Instructions for the task: Set down the data below exactly; pictures stay out.

+ + + +

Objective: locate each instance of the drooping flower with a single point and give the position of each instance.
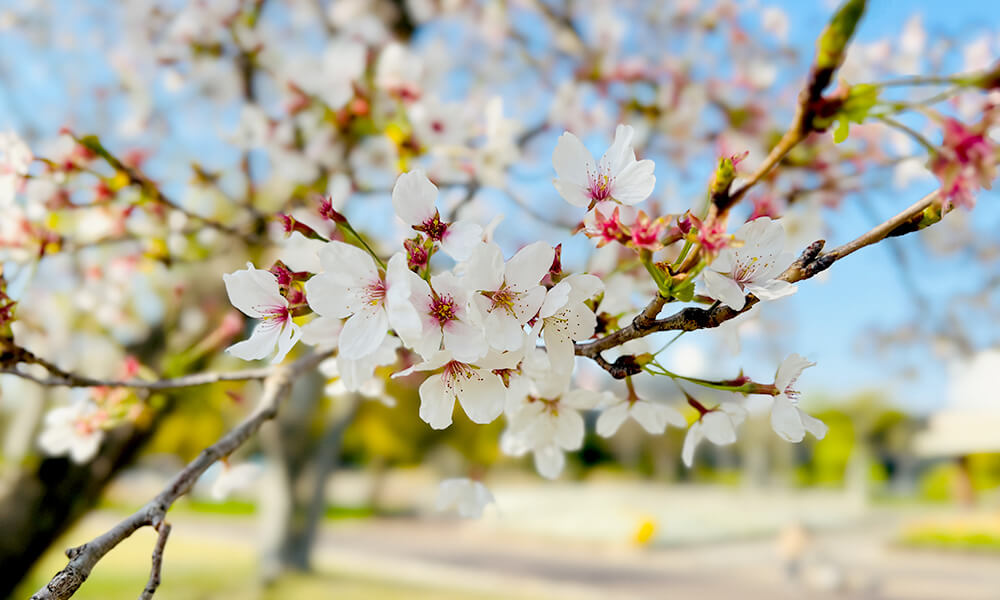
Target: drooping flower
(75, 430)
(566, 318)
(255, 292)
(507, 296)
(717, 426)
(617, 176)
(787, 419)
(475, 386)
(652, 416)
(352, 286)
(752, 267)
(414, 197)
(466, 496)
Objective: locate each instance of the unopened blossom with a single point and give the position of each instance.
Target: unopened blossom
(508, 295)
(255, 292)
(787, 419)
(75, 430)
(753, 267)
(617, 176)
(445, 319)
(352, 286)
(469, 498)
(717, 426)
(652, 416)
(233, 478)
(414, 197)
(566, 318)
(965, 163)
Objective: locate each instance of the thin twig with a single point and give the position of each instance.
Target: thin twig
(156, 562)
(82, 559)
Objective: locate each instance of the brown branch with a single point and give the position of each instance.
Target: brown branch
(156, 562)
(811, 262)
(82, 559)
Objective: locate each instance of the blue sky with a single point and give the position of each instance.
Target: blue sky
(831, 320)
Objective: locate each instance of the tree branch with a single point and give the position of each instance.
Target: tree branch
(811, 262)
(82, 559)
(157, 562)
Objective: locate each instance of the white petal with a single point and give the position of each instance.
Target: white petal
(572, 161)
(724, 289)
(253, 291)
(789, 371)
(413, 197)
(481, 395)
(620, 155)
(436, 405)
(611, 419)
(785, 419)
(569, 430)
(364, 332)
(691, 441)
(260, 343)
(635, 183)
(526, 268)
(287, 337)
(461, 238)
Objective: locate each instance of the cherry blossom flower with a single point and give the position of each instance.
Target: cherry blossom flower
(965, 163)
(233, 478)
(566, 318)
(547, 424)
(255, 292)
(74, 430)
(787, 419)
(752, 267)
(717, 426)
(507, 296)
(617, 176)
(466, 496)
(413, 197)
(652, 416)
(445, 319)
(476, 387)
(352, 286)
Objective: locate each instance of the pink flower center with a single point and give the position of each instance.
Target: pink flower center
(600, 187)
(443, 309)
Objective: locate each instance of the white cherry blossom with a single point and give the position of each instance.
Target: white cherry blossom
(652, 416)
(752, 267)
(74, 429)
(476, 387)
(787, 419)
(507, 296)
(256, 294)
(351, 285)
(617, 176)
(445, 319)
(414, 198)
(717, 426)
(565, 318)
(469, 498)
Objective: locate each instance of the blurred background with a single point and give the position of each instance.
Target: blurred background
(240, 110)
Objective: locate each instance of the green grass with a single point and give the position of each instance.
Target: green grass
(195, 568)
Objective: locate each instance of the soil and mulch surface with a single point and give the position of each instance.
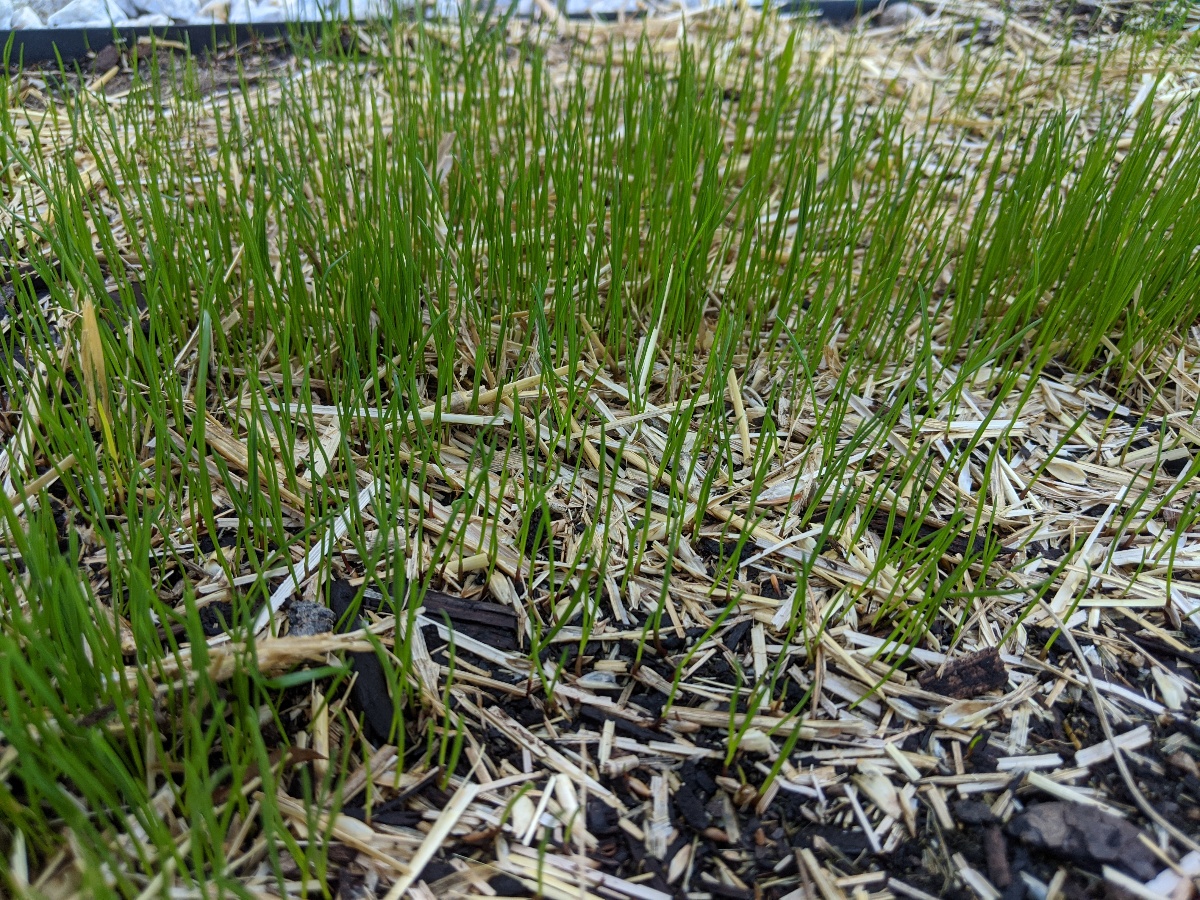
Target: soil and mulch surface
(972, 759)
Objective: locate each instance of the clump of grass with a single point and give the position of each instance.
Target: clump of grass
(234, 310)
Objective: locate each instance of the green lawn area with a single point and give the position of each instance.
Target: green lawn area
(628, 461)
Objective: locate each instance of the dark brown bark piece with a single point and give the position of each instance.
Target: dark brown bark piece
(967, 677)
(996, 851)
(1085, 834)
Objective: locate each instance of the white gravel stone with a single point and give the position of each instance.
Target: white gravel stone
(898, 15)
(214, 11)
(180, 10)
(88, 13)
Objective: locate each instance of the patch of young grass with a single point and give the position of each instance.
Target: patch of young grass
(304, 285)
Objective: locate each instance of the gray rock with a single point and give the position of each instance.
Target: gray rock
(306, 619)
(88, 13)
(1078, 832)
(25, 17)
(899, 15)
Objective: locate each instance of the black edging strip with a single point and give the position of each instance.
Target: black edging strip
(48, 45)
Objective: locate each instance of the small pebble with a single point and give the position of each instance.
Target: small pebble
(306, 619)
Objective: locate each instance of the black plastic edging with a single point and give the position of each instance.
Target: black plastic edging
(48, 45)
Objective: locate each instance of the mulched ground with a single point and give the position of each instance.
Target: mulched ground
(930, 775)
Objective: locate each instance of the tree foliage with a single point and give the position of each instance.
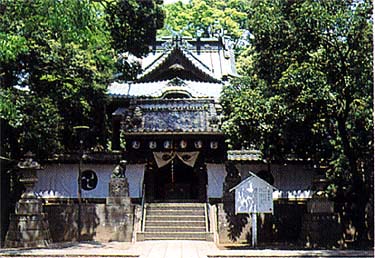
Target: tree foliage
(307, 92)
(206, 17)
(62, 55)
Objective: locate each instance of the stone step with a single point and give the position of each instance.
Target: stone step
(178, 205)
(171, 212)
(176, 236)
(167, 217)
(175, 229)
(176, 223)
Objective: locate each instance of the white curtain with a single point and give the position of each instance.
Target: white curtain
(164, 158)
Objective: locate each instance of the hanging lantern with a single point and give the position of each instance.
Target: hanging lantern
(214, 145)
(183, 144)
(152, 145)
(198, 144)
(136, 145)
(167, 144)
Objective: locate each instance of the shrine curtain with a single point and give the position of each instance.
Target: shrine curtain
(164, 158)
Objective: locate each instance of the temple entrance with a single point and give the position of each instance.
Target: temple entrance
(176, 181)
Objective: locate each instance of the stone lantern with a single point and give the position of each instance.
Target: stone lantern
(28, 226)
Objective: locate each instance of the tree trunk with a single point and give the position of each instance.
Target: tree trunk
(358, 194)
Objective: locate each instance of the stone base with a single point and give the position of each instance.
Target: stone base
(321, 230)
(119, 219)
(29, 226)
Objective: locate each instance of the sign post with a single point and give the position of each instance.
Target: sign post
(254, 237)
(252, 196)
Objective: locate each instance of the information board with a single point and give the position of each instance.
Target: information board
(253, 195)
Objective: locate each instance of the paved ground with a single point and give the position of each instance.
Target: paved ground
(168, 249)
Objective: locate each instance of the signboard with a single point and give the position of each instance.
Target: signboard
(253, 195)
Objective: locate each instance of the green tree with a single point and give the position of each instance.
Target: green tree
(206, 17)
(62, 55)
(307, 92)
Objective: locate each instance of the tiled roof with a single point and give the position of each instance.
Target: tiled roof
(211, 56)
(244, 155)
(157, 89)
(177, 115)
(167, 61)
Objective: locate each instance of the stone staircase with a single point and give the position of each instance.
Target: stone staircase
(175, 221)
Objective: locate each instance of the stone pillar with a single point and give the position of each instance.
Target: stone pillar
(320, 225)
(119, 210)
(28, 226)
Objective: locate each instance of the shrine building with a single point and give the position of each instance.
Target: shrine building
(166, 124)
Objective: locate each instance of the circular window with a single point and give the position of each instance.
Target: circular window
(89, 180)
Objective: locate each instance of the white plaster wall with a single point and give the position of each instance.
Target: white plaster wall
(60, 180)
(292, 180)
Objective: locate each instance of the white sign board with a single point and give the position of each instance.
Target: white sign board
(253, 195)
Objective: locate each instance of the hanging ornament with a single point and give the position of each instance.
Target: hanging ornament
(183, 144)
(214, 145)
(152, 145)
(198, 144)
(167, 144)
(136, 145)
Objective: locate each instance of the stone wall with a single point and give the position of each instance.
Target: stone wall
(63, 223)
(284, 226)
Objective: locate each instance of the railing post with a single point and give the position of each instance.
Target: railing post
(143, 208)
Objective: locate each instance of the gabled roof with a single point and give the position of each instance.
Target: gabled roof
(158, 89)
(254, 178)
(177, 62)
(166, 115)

+ + + +

Solution for this problem:
Objective: locate each instance of the drooping flower with a single point and give the position of each instance.
Target: drooping flower
(75, 430)
(566, 318)
(255, 292)
(507, 296)
(717, 426)
(617, 176)
(787, 419)
(475, 386)
(652, 416)
(352, 286)
(752, 267)
(414, 197)
(466, 496)
Objective: locate each instance of the unopened blossom with a single point and give the position of each instance.
Target: unopened blossom
(508, 295)
(255, 292)
(787, 419)
(75, 430)
(753, 267)
(617, 176)
(445, 319)
(352, 286)
(469, 498)
(717, 426)
(652, 416)
(233, 478)
(414, 197)
(566, 318)
(965, 163)
Objective: locate each instance of the thin twig with a single point and give the position of each instance.
Target: thin twig
(156, 562)
(82, 559)
Objective: locate each instance of the brown branch with a single point and give the position of each instance.
Target: brown branch
(156, 562)
(811, 262)
(82, 559)
Objective: locate each instance of the blue sky with a single point and give the position of each instance.
Target: blue sky
(831, 320)
Objective: locate each instance of the tree branch with a single point and give the position of each instance.
Target: tree branch
(811, 262)
(82, 559)
(157, 562)
Objective: locate each instance of the white petal with a single point and give the position of each instance.
Target: white petal
(572, 161)
(724, 289)
(253, 291)
(789, 371)
(413, 197)
(481, 395)
(620, 155)
(436, 405)
(611, 419)
(785, 419)
(569, 430)
(364, 332)
(691, 441)
(260, 343)
(635, 183)
(526, 268)
(287, 337)
(461, 238)
Objective: locate each instance of the cherry blossom flower with a single point and give the position of each instance.
Target: cherry blossom flower
(965, 163)
(233, 478)
(566, 318)
(547, 424)
(255, 292)
(74, 430)
(787, 419)
(752, 267)
(717, 426)
(507, 296)
(617, 176)
(466, 496)
(413, 197)
(652, 416)
(445, 319)
(476, 387)
(352, 286)
Objective: locate each instance of the pink flower center with a single point and give the position of each instance.
Target: pink flower center
(600, 187)
(443, 309)
Objective: locate each instance of the white cherry blossom with a single point and give the position of each instance.
Target: white cherry blossom
(652, 416)
(752, 267)
(74, 429)
(476, 387)
(787, 419)
(507, 296)
(256, 294)
(351, 285)
(617, 176)
(445, 319)
(414, 198)
(717, 426)
(565, 318)
(469, 498)
Objective: locate each instance of the blurred background with a single point and give the position of each instance.
Target: blurred background
(240, 110)
Objective: locate each instance of the green grass with a single point and give the position of each instance.
Target: green grass
(195, 568)
Objective: locate each instance of the soil and mulch surface with a single point and give the position of each instance.
Target: soil and mulch surface
(972, 759)
Objective: locate each instance of the clump of grass with a single point and give the position of each instance.
Target: clump of grass
(234, 310)
Objective: locate each instance of the green lawn area with a single point and give the position of each instance.
Target: green lawn area
(628, 461)
Objective: locate each instance of the dark brown bark piece with a single point and give the position of each instance.
Target: dark brown bark piece
(967, 677)
(996, 851)
(1085, 834)
Objective: locate each instance of the white gravel stone with a single point and give the position of each instance.
Target: white gravel stone
(898, 15)
(214, 11)
(180, 10)
(88, 13)
Objective: locate each instance of the patch of young grass with a single point and give the position of each instance.
Target: patch of young grass
(304, 285)
Objective: locate each instance of the gray rock with a single point and give the position of each instance.
Target: gray rock
(306, 619)
(88, 13)
(1078, 832)
(25, 17)
(899, 15)
Objective: locate each instance of the black edging strip with a single point and give the position of each instance.
Target: black edging strip
(48, 45)
Objective: locate each instance of the small pebble with a single point and give the position of each instance.
Target: small pebble
(306, 619)
Objective: locate each instance of the black plastic edging with a single point and give the position of each instance.
Target: black plastic edging
(48, 45)
Objective: locate each instance of the mulched ground with a single point and give the position of each instance.
Target: mulched ground
(930, 775)
Objective: locate each instance of the tree foliage with a single point and give the position of each instance.
Target: tree foliage
(307, 92)
(206, 17)
(62, 55)
Objective: locate each instance of the stone step with a single point and give the position of each instance.
Target: stone step
(178, 205)
(171, 212)
(176, 236)
(167, 217)
(175, 229)
(176, 223)
Objective: locate each instance of the white curtain with a single point and give the position of each instance.
Target: white curtain
(164, 158)
Objective: locate each instance of the hanging lantern with a single point and give the position of each instance.
Target: hanging lantern
(214, 145)
(183, 144)
(152, 145)
(198, 144)
(136, 145)
(167, 144)
Objective: locate each instance of the shrine curtain with a single point and give the position of each instance.
Target: shrine curtain
(164, 158)
Objective: locate each instance of the temple entrance with a single point and give the position of each instance.
Target: temple entrance
(176, 181)
Objective: locate each instance of the stone lantern with a single point and give the position of each instance.
Target: stone lantern
(28, 226)
Objective: locate each instance of the tree trunk with a single point and give the position of each instance.
Target: tree trunk
(358, 194)
Objective: locate each instance of the stone base with a single point and give the position of each instance.
Target: stone base
(321, 230)
(119, 219)
(29, 226)
Objective: locate each instance of the sign post with a single point and give the position of each instance.
Target: sign post
(254, 237)
(252, 196)
Objective: locate each instance of the information board with a single point and give the position of each instance.
Target: information board
(253, 195)
Objective: locate each instance of the paved ground with a single point and give the position of each instance.
Target: paved ground
(168, 249)
Objective: locate each instance of the signboard with a single point and give the position of each instance.
Target: signboard
(253, 195)
Objective: locate each instance of the green tree with a single point and give the position of each instance.
Target: green tree
(206, 17)
(62, 55)
(307, 92)
Objective: locate each instance of the tiled roof with a single point and give the position of each instance.
Target: tiled roof
(211, 56)
(244, 155)
(157, 89)
(177, 115)
(167, 61)
Objective: locate each instance of the stone staircase with a single point and give the position of each instance.
Target: stone staircase
(175, 221)
Objective: locate each instance of the stone pillar with a single point and give the position of each instance.
Target: stone pillar
(320, 225)
(119, 210)
(28, 226)
Objective: locate each instance of the shrine building with a single point and give the position of each instance.
Target: shrine building
(166, 124)
Objective: locate each instance of the circular window with a single point and give the position of each instance.
Target: circular window
(89, 180)
Objective: locate each instance of the white plaster wall with a single point and give the position of each instance.
Target: white plaster wall
(60, 180)
(292, 180)
Objective: locate each instance of the white sign board with a single point and give the position of each instance.
Target: white sign board
(253, 195)
Objective: locate each instance of the hanging ornament with a single point and give the position of each instance.
Target: hanging ornament
(183, 144)
(214, 145)
(152, 145)
(198, 144)
(167, 144)
(136, 145)
Objective: locate each instance of the stone wall with a single point and give the position of each instance.
Target: stone wall
(63, 223)
(284, 226)
Objective: locate each instance of the railing post with a single point and give the position of each instance.
Target: railing post
(143, 208)
Objective: locate each instance of the gabled roof with a single point and give the position of each instance.
Target: gabled roof
(158, 89)
(254, 178)
(177, 62)
(166, 115)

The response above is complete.